> **ENTRIES PROVIDED**

........

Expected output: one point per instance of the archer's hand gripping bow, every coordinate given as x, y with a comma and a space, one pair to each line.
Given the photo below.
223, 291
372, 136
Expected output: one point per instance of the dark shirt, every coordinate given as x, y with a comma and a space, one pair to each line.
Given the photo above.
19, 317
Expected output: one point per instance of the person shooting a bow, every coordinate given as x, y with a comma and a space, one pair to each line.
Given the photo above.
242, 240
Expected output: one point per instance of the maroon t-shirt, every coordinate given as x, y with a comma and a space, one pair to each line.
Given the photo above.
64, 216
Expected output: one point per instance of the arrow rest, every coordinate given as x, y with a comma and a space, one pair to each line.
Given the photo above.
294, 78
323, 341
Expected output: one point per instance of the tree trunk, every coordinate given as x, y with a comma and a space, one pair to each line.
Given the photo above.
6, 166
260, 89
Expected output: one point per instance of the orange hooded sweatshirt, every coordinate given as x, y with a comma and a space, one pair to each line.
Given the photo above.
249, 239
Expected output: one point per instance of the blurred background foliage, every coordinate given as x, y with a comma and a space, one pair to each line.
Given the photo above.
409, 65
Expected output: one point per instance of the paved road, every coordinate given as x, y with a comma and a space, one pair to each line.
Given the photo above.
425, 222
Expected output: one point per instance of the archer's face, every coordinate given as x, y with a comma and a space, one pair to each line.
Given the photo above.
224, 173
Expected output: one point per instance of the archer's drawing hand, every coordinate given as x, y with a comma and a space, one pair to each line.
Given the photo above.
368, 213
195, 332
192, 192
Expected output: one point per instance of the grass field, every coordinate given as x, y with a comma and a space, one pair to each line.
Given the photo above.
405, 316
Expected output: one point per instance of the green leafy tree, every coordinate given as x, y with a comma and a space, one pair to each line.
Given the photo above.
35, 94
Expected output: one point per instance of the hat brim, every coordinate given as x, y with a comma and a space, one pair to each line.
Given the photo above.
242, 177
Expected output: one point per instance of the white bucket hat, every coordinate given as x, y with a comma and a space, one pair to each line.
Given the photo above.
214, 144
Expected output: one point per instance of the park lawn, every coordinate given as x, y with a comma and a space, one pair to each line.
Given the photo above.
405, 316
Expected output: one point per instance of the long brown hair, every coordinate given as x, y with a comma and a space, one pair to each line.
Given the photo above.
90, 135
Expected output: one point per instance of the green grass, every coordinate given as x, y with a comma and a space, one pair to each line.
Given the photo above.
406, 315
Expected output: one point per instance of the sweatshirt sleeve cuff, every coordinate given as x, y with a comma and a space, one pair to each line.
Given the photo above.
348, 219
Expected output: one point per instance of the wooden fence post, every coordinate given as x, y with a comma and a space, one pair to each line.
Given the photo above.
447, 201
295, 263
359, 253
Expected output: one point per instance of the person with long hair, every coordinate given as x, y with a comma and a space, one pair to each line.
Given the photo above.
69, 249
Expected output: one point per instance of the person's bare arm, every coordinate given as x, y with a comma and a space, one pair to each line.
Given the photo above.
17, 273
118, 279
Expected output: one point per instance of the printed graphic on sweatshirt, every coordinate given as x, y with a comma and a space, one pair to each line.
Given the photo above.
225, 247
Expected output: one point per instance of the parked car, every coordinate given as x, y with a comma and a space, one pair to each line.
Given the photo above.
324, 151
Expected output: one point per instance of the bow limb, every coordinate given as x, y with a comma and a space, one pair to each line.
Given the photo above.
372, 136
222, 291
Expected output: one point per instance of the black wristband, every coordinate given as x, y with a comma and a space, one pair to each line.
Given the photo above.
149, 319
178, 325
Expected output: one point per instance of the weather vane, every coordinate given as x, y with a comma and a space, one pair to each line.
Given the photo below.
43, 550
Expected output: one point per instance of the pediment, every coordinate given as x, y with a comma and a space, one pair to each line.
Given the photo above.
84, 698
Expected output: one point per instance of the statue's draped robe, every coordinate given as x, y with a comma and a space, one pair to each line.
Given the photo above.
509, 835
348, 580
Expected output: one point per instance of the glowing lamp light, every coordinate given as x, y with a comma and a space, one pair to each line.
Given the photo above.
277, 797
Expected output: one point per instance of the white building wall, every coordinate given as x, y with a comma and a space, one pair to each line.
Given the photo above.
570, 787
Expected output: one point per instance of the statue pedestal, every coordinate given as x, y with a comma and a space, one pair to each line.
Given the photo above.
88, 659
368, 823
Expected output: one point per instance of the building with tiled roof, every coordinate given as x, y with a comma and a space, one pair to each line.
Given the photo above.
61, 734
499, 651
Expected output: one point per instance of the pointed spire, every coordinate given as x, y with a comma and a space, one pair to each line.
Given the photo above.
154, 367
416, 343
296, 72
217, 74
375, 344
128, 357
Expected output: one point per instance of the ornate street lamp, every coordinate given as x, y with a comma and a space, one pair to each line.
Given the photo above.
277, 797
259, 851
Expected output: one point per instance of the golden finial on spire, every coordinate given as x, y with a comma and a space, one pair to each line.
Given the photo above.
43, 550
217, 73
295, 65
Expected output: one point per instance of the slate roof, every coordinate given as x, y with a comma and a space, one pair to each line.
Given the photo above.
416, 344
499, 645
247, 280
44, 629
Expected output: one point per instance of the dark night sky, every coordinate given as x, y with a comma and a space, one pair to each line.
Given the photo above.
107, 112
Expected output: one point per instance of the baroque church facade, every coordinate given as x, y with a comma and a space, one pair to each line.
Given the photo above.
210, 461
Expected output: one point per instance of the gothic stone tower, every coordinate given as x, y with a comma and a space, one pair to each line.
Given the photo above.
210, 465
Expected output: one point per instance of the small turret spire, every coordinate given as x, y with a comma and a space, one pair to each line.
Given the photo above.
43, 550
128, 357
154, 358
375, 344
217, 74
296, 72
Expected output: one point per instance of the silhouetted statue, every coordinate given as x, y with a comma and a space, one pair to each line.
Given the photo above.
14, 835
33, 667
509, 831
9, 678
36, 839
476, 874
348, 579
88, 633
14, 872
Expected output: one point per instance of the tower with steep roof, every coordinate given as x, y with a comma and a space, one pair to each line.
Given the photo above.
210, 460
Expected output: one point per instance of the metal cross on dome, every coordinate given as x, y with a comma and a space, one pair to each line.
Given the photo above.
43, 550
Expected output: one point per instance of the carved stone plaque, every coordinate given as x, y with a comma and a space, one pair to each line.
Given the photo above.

........

> **WHAT THE TASK ASKS**
Repeat each line of the data exactly as it appears above.

> **FINISHED TASK**
Expected output: one point per instance of the archer's hand gripping bow, every coordinate given as x, y with a comma and a space, one pair to each line.
Given the photo below.
223, 291
372, 136
Expected output: one point per instance of the dark shirt, every coordinate given as x, y with a comma and a space, one pair to each line.
Given the photo above.
19, 317
Expected output: one point per instance of the person shooting a bow, every coordinate given as x, y with a comma and a space, one pair to each line.
Given the photo above.
242, 240
Expected output: one point per instance of the maroon t-shirt, every coordinate given as x, y with a comma and a space, one pair to each line.
Given the photo above.
64, 216
Expected output: one point per instance of the arrow rest, every coordinate given as x, y with a comma and a space, one pair to each line.
Given the photo above.
294, 78
323, 341
Expected output: one point per instance of the tree trunk, every coordinate given as x, y with a comma and a space, one pair to each line.
Given the photo above.
6, 166
260, 89
Expected output: one point per instance of the orange hooded sweatshirt, every coordinate given as x, y with a comma and a space, one pair to each line.
Given the photo above.
249, 239
Expected output: one point per instance of the blurred background foliage, every coordinate given as x, y with a comma and a space, one pair to each line.
Given the photo above.
409, 65
Expected output: one point per instance of the paved road, every coordinate given as x, y with a comma and a space, one pair to each line.
Given the photo above.
425, 222
Expected output: one point per instance of the archer's face, every coordinate given as x, y with a comma and a space, one pair to each line.
Given the photo above.
224, 173
Expected output: one point per instance of the archer's drawing hand, every coordinate given as x, y with a comma and a space, one pair to each line.
Given the photo above.
368, 213
195, 332
192, 192
Expected output: one point per instance of the grass field, every coordinate given as x, y with a comma and a space, one pair to each line.
Given the photo above.
405, 316
Expected output: one point per instance of the green leafy tree, every coordinate given as x, y with a comma and a space, one pair to each line.
Given the photo above.
35, 94
Expected output: one point per instance of the hat brim, every coordinate given as x, y with a comma and a space, one pair to each line.
Given the photo above.
242, 177
Expected output: one point per instance of the white bucket hat, every coordinate given as x, y with a comma and a space, one pair to each line.
Given the photo above.
214, 144
Expected output: one point per instance of the park lawn, every coordinate given as x, y with a comma and a space, one pair to each line.
Given the photo above.
405, 316
Expected output: one point per instance of the long brown hair, every coordinate given as x, y with a comma and a space, one pair to each line.
Given the photo above.
90, 135
Expected output: one point per instance of the green grass, every coordinate given as x, y with a comma and a space, one pair to each line.
Given the photo above.
406, 315
Expected output: one point per instance of the sweatshirt sleeve cuff, every coordinate given as x, y with a comma and a space, one pair to each line.
Given the photo above.
348, 219
Expected output: one point per instance of the wooden fence post, every coordinate given as x, y with a comma and a space, one pair to each line.
Given the photo above.
447, 201
295, 263
359, 253
Expected output: one point per instance of the person with long hair, every coordinate given as x, y with a comma and a space, one pair to each line.
Given the photo above.
69, 249
Expected output: one point per instance of the person's bare arm, every coordinate given as x, y with a comma and a space, one pair to each line.
Given the photo above.
17, 273
118, 279
Expected output: one point per instance of the printed graphic on sweatshirt, every coordinate given as x, y with a comma and a space, one pair to each line.
Given the photo above.
225, 247
Expected output: one point per instance of the parked car, every coordinate given as x, y with a comma and a space, one pair to each line.
Given the photo above.
324, 151
Expected output: one point per instance of the bow limb, every coordinate given as x, y with a comma and a space, one pair to each line.
Given the photo above.
372, 136
222, 291
Expected output: one point per instance of the black wristband, every coordinate given as x, y with a comma and a space, one pair to each line.
Given the photo above.
149, 319
178, 325
Expected output: one point per instance of the weather vane, every coordinate given as x, y with a comma and a space, one pair to each line.
Given the photo below.
43, 550
Expected output: one point per instance of the pediment, every coordinate given as x, y with a comma and a space, one pair to each line.
Given the photo above.
84, 698
Expected output: one point per instance of the statue's draped robe, every coordinate given as x, y with a comma and a space, one pair to each line.
Given the photo above.
509, 835
348, 580
Expected output: one point per instance of the glowing lamp light, every coordinate given as x, y with a comma and a space, one pair to each line.
Given the photo above.
277, 797
Expected output: one point per instance of the white building wall, every coordinate given as x, y with a comma and a space, one pair to each line.
Given the photo above.
570, 787
Expected output: one point per instance of the statue pedestal, every coordinate given as x, y with a comma and a space, one pair to each line.
Given the photo above.
88, 659
368, 823
Expected output: one point per instance of the building with tiled roof, every coordinate given as x, y with a comma and a space, one pair to each line.
Given the photo above.
61, 734
499, 651
Expected output: one point per instance of the pointed spire, every coordinate given as x, y with a comma and a space, one pair to each line.
Given the photo above.
154, 367
416, 343
296, 72
217, 74
375, 344
128, 357
Expected output: one point per instance of the ornate street lamp, every coordinate given as x, y with a comma and a space, one pair to each line.
Given the photo above.
277, 797
259, 851
Expected output: one point per instance of the golden finial on spire, every coordinate given as x, y with a comma and a space, one pair to each line.
Given the photo above.
43, 550
217, 73
295, 65
Expected output: one point per instance of the slate roof, every coordinate given as x, y with a comma and a space, one pair to each line.
Given the photo above.
416, 344
499, 645
247, 280
44, 629
Expected output: one point per instance of the dark night sky, every coordinate given as x, y with a comma and a space, one pair to each line.
Given the photo above.
107, 112
Expected output: one point per instance of the baroque church facade, every coordinate given as x, y with a comma and a space, one pair to each line.
Given the photo above.
210, 461
Expected output: one point per instance of the gothic stone tower, every coordinate given as x, y with a comma and a space, one pair to each line.
Given the photo above.
210, 465
Expected output: one point per instance of the small turret spire, every coordinate given as x, y with a comma and a space, one pair to each line.
Given the photo above.
43, 550
128, 357
154, 358
375, 344
217, 74
296, 72
Expected output: one point per instance of the silhouetted statue, every coordinate given as x, y with a comma and a space, one pair to each line.
Given the photo above.
14, 835
33, 667
509, 831
9, 678
36, 839
476, 874
348, 579
88, 633
14, 872
Expected output: one point per instance of the tower with steep roof, every coordinate given as x, y with a comma and a space, one pair to each line.
Given the photo above.
210, 460
Expected output: one point per instance of the metal cross on dome, every coordinate given as x, y with a comma and a space, one pair to each line.
Given the photo above.
43, 550
Expected output: one point per instance of the carved stone plaque, every coordinate given as x, y with a comma and a space, one pair to each line.
Given the photo above.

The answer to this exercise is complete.